Would you please return the lines of the entries below starting at the line that has "Target: man with green backpack" and ending at the line that has "Where can the grenfell", both included, exactly as they are?

---

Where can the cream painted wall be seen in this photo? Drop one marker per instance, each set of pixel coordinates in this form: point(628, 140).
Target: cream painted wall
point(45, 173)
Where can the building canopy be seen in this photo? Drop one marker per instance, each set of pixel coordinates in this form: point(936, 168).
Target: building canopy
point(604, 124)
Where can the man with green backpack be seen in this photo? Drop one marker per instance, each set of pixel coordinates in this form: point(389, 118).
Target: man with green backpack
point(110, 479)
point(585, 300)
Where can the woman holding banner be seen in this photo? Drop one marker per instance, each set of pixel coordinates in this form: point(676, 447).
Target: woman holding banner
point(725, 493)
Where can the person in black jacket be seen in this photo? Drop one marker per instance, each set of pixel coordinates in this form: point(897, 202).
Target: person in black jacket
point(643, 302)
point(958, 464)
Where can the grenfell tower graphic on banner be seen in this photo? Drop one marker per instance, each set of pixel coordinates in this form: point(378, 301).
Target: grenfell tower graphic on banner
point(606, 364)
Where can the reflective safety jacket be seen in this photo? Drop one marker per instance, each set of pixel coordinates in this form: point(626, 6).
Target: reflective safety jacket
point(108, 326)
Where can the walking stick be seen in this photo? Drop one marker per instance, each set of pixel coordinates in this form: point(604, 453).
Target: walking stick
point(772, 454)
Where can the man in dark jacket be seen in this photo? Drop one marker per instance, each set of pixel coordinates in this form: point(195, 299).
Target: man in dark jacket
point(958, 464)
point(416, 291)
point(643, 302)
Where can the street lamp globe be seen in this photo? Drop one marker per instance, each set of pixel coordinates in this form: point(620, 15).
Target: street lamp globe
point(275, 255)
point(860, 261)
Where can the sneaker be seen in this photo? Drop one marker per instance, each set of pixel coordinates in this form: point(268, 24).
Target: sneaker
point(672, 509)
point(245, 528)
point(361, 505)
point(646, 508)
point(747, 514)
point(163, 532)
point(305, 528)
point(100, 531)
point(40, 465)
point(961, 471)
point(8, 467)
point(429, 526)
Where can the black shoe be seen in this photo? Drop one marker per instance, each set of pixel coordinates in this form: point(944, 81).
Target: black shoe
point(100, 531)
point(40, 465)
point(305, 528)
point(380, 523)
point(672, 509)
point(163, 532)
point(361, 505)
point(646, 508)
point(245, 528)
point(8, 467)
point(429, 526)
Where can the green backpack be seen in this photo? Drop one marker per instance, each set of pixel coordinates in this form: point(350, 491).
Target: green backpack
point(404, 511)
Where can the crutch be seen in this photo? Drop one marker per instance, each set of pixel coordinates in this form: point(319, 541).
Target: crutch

---

### Response to the task
Target: man with green backpack
point(110, 479)
point(585, 300)
Where can the woman holding banner be seen in this photo? Drop one marker per instance, each set of pixel coordinates in this form: point(676, 447).
Target: woman holding banner
point(725, 493)
Where can the person in black jacket be seen in this photo? Drop one marker per instance, each set of pixel coordinates in this form: point(897, 202).
Target: person in black jacket
point(643, 302)
point(958, 464)
Where can the grenfell tower graphic on banner be seen in this photo? Drop one marker per instance, each set of pixel coordinates in this form: point(378, 301).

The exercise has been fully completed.